Text shown:

────────

Why China Will Not Unify with Taiwan by 2020—and Beijing Lacks Compelling Military Options

By Timothy R. Heath
Monday, March 20, 2017, 8:30 AM

For China, the first of its two “centennial anniversaries”—in 2021 (100 years since the Chinese Communist Party’s (CPP) founding) and 2049 (100 years since the founding of the People’s Republic of China) —arrives in just four years. Although Beijing has publicly disavowed any timeline for unification with Taiwan, there is little question that CCP leaders would prefer the issue to be settled by then, or at least to oversee sufficient progress to justify its stewardship of the country’s revitalization.

Although the two sides are more economically interdependent than ever, the prospects for “peaceful unification” continue to dim. China is fighting the trends that have everywhere favored the strengthening of subnational identities. The proliferation of digital technologies and social media, the inability of national governments to satisfy the proliferating demands of their peoples, and the increasing mobility of populations have weakened the loyalty claimed by national and supra-national governments and strengthened regional and ethnic identities. In China alone, Beijing struggles to maintain the loyalty of its people in Hong Kong, Xinjiang, and Tibet.

────────

Problem a: From the rows below, extract and reproduce verbatim the lines beginning with the line with "the stone step" and going on through the line with "[(43, 114), (47, 125)]", with both of those lines included.

────────

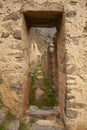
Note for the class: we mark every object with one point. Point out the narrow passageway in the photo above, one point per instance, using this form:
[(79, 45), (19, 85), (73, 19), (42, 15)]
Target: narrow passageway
[(42, 92)]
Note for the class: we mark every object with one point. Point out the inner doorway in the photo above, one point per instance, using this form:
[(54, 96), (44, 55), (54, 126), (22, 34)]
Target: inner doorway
[(38, 21), (43, 66)]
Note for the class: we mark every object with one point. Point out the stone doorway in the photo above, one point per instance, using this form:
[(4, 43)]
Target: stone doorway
[(47, 19)]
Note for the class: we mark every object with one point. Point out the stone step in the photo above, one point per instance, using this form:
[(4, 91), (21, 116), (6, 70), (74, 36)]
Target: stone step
[(43, 114), (47, 125)]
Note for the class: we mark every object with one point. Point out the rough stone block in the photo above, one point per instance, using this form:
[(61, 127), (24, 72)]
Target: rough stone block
[(1, 80), (71, 13), (4, 35), (75, 105), (17, 34), (1, 5), (13, 16), (71, 113)]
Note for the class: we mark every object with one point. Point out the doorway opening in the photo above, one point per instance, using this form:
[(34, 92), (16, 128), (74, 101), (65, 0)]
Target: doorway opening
[(45, 41), (42, 64)]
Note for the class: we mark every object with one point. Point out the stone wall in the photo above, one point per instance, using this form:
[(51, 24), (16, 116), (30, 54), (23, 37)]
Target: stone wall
[(72, 59)]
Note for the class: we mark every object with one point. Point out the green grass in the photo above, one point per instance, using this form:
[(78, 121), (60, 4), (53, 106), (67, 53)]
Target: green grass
[(49, 99), (10, 116), (1, 104), (23, 126), (2, 126)]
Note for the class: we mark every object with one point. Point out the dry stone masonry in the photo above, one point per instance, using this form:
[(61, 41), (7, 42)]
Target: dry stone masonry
[(70, 19)]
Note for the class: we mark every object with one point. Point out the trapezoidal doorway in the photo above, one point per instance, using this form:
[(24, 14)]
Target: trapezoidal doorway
[(43, 30)]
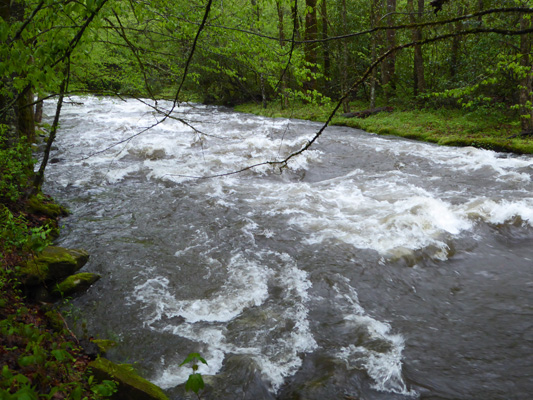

────────

Problem b: Write the next portion of the article above on China's prospects for unifying with Taiwan, starting directly after its final sentence.

Written reply a:
Note for the class: we mark every object with one point. Point out the stone step in the photo above, one point per instance, using this form:
[(4, 91), (21, 116), (6, 70), (74, 36)]
Target: stone step
[(43, 114), (47, 125)]

Written reply b:
In Taiwan, the pull of regional identity and declining popular identification with China has fueled the island’s shrinking support for unification. The looming collapse of the once-dominant Kuomintang (KMT)—a party committed in theory to a unified China—and the electoral strength of the pro-independence Democratic People’s Party (DPP) serve as the most obvious manifestations of these trends. But polls also reveal the extent of disaffection with China. Scarcely 10 percent of Taiwan's people support unification. A widening generational divide suggests support will continue to fall, since 80 percent of Taiwan's youth between ages 20-29 oppose unification. China's official news service, Xinhua, has delighted in trumpeting polls that showed beleaguered Taiwan President Tsai Ing-wen falling in popularity. But Beijing can take little comfort in the fact that one of the few things that have proven consistently less popular in Taiwan than Presidents Tsai or KMT predecessor Ma Yingjeo has been the idea of unification with China.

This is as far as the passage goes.